▸ CHALLENGE
Show each line of the records below that contains the word "gray", copying every such line in full.

▸ INPUT DATA
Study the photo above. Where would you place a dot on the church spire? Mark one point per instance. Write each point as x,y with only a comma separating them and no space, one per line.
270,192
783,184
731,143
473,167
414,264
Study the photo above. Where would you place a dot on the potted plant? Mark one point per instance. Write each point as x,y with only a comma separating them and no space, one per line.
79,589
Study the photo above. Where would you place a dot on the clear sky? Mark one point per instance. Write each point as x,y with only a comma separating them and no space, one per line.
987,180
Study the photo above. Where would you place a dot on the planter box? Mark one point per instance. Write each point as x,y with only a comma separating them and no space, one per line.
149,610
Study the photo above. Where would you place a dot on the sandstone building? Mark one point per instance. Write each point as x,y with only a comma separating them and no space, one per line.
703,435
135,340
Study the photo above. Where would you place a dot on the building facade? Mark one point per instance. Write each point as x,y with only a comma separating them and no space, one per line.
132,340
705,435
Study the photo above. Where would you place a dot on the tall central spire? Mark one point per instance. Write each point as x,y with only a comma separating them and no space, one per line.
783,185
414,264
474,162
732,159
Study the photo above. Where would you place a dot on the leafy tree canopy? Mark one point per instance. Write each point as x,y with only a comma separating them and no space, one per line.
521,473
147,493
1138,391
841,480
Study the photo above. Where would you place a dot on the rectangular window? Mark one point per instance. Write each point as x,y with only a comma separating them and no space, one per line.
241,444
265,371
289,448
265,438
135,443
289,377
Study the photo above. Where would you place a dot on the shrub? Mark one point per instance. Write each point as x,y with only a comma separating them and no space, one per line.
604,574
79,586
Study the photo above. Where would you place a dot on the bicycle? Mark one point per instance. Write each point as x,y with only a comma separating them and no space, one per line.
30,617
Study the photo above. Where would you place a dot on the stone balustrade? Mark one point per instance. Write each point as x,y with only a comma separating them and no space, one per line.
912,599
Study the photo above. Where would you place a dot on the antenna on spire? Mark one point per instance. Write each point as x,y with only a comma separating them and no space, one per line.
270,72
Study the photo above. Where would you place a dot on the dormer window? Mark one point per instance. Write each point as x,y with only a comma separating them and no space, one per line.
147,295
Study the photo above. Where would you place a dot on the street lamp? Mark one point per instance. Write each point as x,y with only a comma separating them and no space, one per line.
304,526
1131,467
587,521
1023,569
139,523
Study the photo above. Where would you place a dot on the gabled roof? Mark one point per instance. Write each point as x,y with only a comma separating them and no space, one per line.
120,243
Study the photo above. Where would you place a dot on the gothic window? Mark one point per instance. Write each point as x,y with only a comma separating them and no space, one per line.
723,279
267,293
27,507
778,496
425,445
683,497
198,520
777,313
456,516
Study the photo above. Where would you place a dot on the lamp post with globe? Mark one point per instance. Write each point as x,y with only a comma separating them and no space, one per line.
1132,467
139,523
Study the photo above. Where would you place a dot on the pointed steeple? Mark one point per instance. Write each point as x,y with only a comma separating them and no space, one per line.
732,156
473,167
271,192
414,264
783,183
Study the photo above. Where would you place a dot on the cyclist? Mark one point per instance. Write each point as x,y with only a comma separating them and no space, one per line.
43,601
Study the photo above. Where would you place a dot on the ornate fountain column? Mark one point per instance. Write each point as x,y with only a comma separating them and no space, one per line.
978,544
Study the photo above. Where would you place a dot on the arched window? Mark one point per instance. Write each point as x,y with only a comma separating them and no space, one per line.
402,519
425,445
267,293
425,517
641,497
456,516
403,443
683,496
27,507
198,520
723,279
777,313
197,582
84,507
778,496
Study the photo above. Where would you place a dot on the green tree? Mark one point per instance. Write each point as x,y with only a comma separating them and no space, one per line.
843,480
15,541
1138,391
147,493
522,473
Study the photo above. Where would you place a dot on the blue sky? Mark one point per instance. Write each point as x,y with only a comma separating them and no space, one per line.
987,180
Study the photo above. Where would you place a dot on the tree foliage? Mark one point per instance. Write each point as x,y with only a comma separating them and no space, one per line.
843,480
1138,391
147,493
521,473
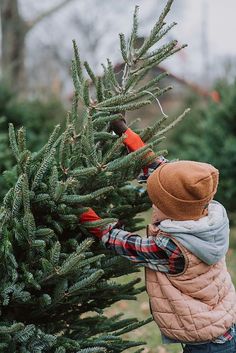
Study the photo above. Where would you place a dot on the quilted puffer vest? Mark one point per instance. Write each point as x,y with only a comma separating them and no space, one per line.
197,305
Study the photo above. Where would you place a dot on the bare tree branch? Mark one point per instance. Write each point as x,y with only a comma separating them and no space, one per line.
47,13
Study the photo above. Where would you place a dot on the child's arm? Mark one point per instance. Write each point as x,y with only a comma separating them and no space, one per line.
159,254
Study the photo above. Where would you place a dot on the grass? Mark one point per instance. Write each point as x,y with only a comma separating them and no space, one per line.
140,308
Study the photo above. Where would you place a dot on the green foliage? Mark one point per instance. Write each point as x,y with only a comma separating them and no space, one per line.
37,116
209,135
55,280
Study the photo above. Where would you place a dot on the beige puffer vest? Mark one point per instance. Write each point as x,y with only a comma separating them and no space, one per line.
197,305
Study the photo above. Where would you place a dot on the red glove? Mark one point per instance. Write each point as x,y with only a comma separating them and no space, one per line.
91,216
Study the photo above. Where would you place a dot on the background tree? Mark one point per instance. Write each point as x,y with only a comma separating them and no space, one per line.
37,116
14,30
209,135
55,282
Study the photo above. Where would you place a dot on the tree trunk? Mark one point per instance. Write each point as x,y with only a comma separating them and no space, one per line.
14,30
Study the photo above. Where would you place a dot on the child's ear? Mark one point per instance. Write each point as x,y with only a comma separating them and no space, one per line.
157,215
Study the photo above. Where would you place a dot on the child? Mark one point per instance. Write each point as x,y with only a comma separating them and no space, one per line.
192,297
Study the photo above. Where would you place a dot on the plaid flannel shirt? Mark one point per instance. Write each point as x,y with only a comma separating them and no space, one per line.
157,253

==

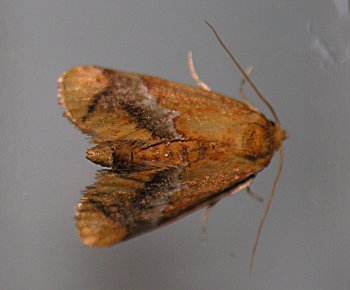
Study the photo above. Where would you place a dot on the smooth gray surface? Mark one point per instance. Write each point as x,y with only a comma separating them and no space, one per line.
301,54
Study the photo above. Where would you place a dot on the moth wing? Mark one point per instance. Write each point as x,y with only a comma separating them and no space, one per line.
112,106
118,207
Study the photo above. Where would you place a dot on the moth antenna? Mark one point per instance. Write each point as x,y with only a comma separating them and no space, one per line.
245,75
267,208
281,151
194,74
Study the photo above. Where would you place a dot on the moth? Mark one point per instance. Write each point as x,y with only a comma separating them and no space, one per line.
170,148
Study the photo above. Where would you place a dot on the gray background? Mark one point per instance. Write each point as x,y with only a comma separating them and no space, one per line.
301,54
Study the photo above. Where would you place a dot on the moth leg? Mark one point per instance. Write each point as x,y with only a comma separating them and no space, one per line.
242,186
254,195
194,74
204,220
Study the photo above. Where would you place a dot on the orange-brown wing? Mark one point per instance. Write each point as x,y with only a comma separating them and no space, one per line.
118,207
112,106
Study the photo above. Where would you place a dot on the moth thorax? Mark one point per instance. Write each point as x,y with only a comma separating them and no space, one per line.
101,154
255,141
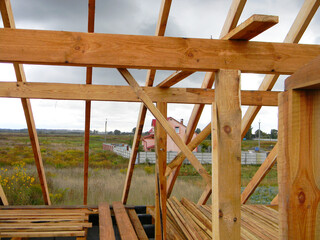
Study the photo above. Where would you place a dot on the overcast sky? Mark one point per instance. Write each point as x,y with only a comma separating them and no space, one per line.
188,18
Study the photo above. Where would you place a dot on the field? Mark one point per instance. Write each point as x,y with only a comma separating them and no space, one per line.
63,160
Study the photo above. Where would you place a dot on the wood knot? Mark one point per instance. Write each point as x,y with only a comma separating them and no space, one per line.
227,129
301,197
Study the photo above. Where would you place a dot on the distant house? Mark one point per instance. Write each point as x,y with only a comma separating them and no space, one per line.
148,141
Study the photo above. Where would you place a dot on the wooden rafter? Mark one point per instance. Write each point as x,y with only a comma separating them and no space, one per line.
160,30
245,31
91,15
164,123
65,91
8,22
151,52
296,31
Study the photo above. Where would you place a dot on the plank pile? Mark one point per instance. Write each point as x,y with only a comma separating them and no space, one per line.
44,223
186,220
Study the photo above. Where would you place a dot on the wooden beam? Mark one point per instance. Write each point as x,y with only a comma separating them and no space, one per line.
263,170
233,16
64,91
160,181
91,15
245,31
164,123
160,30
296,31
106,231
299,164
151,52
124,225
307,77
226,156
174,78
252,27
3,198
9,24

▸ SOLUTION TO THIS PROBLEM
Study the photo above. Where would you place a dot on the smooth gray surface? Mark one point per instance. Write each point as x,y with only a comma separating them and no space, one per line.
Study the photo above. Where would you place a dot on the gray background? Mark one point per instance. Write each point as x,y with only a comma separating them and no space, one per line.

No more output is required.